### WHAT IS ASKED
Identify every line in the records below that contains the word "plant", and copy each of those lines in full.

————————

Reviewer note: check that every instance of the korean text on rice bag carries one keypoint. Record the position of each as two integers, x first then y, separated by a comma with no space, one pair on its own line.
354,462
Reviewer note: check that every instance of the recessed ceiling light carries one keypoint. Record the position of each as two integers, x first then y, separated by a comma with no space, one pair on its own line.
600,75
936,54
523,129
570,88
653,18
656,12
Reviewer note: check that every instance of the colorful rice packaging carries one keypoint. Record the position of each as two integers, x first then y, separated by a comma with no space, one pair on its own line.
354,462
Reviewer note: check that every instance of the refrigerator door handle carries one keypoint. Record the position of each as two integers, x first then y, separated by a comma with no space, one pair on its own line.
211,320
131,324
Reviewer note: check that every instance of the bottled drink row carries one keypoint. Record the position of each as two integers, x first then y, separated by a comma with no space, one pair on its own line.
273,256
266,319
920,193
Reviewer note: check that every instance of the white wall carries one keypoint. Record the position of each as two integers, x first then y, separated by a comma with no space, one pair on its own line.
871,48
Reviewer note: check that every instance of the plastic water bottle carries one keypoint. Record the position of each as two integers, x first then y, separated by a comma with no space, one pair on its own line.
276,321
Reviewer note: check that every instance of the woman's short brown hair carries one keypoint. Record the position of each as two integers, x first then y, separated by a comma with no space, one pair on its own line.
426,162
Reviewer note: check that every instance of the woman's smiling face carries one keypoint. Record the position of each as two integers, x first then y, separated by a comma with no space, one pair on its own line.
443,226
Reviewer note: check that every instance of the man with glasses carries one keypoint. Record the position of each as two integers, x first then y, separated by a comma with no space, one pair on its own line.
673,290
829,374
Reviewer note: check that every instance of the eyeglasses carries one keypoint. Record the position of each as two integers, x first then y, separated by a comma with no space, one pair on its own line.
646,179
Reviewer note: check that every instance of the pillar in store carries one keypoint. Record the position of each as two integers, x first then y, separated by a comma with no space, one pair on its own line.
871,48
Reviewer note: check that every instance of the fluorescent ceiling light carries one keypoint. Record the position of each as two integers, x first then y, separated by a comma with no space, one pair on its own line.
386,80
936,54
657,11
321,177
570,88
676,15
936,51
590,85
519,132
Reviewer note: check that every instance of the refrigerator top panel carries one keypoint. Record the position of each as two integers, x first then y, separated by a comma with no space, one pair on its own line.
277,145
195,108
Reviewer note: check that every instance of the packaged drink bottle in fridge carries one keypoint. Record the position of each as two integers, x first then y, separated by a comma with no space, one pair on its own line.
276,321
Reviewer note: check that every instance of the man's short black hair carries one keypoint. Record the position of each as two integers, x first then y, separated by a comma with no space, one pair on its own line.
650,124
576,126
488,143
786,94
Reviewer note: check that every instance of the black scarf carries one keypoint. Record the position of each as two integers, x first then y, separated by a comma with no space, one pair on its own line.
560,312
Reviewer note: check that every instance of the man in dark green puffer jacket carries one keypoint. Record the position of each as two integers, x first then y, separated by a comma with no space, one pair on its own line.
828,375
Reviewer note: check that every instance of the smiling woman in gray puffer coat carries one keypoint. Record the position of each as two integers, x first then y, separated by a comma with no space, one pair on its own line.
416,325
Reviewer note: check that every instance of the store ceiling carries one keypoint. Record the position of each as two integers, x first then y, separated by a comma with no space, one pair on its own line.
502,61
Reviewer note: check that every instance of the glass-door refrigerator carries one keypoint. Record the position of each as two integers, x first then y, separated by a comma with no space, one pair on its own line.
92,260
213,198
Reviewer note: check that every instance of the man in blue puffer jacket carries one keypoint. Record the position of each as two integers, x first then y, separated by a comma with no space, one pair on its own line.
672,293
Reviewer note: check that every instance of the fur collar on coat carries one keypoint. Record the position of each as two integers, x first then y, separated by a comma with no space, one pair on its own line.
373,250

————————

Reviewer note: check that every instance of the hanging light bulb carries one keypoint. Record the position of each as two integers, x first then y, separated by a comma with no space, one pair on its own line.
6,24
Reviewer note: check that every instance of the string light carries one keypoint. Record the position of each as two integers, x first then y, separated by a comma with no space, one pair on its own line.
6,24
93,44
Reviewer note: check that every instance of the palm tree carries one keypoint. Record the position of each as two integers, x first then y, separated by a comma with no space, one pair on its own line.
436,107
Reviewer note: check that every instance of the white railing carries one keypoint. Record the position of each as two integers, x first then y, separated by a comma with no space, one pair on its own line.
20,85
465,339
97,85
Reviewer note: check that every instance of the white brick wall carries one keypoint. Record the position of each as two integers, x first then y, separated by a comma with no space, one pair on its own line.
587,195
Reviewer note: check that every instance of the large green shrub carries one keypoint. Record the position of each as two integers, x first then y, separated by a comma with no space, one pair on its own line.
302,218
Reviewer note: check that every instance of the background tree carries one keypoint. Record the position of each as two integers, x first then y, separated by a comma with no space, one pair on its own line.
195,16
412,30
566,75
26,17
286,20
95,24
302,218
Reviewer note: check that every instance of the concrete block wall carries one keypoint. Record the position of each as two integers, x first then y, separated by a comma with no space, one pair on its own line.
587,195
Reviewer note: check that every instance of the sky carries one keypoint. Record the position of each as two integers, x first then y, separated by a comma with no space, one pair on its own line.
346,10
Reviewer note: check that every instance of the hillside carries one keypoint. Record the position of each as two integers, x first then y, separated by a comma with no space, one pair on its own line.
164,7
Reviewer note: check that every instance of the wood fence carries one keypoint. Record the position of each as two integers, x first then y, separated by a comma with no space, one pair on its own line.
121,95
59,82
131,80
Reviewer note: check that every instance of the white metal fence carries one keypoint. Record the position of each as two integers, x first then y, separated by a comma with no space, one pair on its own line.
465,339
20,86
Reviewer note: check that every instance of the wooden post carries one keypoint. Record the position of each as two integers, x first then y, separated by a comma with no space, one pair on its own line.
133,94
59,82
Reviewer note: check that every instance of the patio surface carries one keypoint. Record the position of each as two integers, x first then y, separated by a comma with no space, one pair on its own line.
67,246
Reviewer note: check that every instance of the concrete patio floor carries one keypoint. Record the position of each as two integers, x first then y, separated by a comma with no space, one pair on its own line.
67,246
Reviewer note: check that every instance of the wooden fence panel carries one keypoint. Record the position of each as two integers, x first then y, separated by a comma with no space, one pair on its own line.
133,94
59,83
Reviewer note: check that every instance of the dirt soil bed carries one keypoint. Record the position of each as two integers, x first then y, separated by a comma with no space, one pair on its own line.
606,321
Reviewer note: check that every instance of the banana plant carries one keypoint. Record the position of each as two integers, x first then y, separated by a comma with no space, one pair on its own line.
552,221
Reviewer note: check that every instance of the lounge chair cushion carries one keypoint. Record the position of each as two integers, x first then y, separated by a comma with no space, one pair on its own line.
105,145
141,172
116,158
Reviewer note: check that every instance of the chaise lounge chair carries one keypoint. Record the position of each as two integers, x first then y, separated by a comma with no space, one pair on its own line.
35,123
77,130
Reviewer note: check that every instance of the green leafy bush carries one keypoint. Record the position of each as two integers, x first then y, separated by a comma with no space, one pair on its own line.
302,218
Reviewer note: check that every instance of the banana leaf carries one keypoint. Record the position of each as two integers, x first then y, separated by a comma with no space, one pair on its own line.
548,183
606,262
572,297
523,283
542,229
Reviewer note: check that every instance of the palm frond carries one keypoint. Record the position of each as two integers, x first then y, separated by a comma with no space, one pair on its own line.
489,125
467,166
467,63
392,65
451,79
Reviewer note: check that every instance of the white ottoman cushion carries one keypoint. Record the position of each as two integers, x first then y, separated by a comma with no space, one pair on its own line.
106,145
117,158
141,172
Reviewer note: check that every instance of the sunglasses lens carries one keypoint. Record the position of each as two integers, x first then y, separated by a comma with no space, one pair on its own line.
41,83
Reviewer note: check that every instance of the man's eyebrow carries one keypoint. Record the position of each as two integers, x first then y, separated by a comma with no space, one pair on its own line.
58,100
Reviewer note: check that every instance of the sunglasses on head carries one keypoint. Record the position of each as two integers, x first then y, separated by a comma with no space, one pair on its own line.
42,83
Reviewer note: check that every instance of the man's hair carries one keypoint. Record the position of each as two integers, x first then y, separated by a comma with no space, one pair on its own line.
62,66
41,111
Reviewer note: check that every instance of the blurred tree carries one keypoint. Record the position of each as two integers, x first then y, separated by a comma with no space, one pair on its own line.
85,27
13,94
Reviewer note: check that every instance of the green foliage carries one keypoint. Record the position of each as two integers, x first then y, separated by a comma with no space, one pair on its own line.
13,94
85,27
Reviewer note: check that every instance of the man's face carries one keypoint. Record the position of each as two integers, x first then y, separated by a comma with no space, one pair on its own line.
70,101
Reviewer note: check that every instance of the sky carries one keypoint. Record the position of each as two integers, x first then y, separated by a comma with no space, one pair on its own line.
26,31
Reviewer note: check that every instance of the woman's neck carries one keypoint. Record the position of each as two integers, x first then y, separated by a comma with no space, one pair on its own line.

————————

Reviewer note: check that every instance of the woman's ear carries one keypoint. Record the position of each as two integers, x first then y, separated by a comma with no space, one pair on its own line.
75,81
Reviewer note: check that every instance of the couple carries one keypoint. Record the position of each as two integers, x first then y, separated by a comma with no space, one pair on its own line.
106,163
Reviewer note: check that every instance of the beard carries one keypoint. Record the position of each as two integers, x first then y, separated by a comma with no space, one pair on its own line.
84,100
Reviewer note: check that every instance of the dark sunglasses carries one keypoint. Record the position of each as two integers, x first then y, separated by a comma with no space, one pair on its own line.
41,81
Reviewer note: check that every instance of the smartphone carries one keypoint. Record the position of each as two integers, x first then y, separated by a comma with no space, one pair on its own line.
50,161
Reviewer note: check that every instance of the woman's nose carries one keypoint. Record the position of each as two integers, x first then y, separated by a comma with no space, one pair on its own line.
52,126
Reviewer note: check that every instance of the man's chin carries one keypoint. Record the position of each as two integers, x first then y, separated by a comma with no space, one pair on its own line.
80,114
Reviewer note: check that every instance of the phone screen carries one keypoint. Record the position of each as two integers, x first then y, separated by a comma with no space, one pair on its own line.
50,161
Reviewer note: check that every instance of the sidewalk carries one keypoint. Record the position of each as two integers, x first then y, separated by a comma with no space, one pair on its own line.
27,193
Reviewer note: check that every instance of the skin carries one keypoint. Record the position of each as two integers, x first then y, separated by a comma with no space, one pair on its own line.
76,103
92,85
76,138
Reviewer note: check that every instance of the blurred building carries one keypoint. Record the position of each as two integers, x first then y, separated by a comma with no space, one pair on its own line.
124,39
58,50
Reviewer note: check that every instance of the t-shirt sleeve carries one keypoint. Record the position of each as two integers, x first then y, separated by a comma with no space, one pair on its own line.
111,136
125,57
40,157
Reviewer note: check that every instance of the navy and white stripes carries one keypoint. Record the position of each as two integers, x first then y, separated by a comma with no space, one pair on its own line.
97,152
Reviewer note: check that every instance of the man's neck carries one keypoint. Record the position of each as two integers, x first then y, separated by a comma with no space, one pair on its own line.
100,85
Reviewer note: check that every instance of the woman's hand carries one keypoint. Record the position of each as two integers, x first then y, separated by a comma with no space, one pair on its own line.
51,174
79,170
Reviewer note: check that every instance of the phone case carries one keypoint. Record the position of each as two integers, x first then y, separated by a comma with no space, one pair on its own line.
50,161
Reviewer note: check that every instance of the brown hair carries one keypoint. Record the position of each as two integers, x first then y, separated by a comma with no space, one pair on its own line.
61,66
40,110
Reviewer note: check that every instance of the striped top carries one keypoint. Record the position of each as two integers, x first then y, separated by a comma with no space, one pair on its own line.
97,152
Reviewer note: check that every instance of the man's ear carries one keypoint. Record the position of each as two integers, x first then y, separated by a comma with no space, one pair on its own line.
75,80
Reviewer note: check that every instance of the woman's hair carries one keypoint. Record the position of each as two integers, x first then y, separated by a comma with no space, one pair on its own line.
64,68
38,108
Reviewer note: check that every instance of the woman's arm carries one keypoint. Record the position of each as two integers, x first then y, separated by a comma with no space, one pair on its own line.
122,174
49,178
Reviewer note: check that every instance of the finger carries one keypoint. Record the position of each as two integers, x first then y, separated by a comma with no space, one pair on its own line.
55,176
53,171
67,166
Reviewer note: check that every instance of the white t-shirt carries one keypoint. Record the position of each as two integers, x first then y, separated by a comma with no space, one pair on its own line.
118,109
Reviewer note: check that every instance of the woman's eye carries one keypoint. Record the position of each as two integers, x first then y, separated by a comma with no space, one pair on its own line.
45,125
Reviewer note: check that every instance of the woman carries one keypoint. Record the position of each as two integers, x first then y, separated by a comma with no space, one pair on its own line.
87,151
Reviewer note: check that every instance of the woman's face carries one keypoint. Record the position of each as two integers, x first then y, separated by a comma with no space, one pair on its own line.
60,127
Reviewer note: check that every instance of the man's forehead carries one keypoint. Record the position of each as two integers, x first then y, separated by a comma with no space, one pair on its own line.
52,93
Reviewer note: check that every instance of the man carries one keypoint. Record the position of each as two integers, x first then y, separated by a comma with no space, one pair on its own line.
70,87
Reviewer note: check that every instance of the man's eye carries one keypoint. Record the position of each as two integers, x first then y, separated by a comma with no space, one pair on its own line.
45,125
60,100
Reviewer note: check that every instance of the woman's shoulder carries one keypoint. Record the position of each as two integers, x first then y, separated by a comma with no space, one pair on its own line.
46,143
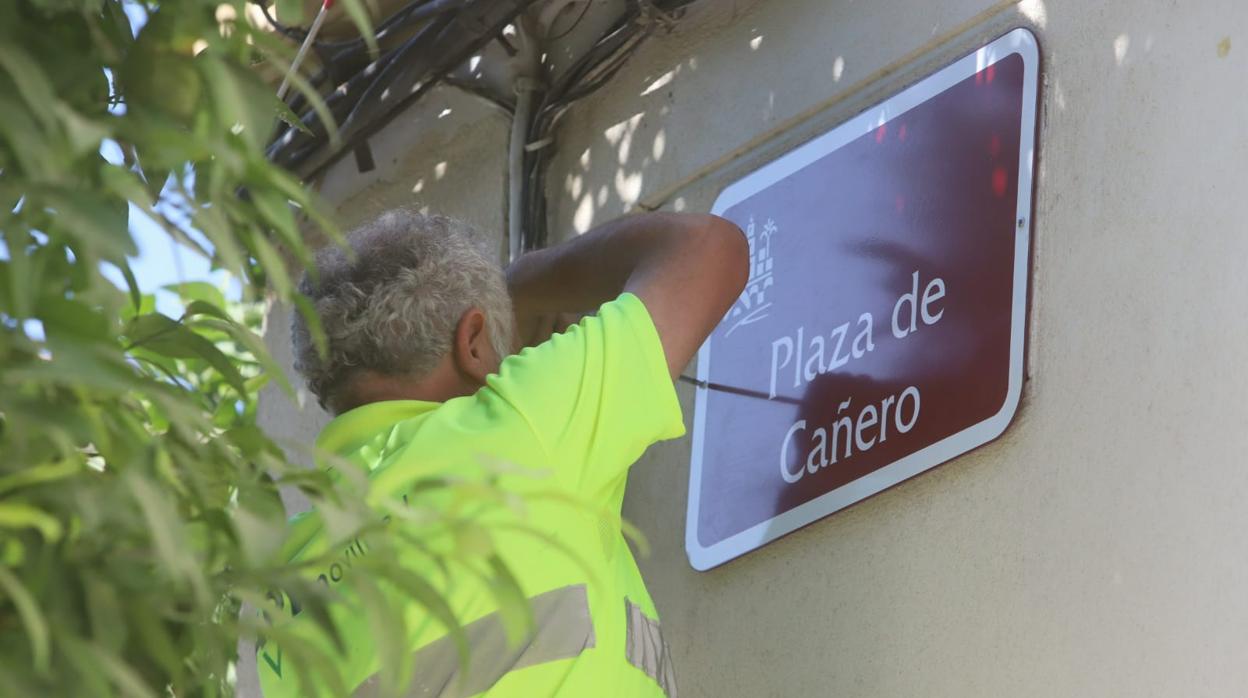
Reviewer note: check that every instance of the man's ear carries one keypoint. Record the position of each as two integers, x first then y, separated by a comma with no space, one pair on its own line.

————————

### WRITTEN ANSWER
Reviewer note: check that every instance of the banana plant carries one keypoint. Record the position of each as two integers, x first then y, separated by a comma with no space, one pair on its own line.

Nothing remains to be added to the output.